### Page excerpt
UNITED STATES of America
v.
Milton CURETON, Defendant



The opinion of the court was delivered by: MCGARRAGHY

 McGARRAGHY, Senior District Judge.

 This hearing was held pursuant to an opinion of the United States Court of Appeals decided April 18, 1968, 130 U.S.App.D.C. 22, 396 F.2d 671. The hearing was held to particularly ascertain the circumstances under which the defendant absented himself from the court during the course of his trial. The primary thrust of the hearing was to determine the voluntariness of the defendant's absence.

 When the trial was resumed on Monday at 10:00 o'clock, the defendant was absent. The court, after ascertaining that the defendant was not available for trial, issued a bench warrant and recessed the proceedings until that afternoon. The trial was reconvened at 1:45 p.m., and the court reviewed the attempts which had been made to locate the defendant. The trial transcript discloses that a Deputy United States Marshal, pursuant to the bench warrant, proceeded to the address which the defendant had given on his bail release and failed to locate him. His attorney also attempted to contact him by telephone but he was unable to find him. A police officer from Number Two Precinct testified that the defendant had not reported to the precinct station, which was one of the conditions of his release, since Friday, February 10, 1967. The record indicates that his attorney cautioned him to report to the precinct station each day (Tr. 33). The trial transcript also indicates that a diligent search of the courthouse, including the witness room, was made by his attorney and by the United States Marshal. The defendant, however, could not be found.

### Written problem
Reproduce the passage of the court opinion that begins at "The opinion of" and stops after "the defendant's absence.".

### Collected data
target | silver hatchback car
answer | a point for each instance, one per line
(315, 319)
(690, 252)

### Completed task
The opinion of the court was delivered by: MCGARRAGHY

 McGARRAGHY, Senior District Judge.

 This hearing was held pursuant to an opinion of the United States Court of Appeals decided April 18, 1968, 130 U.S.App.D.C. 22, 396 F.2d 671. The hearing was held to particularly ascertain the circumstances under which the defendant absented himself from the court during the course of his trial. The primary thrust of the hearing was to determine the voluntariness of the defendant's absence.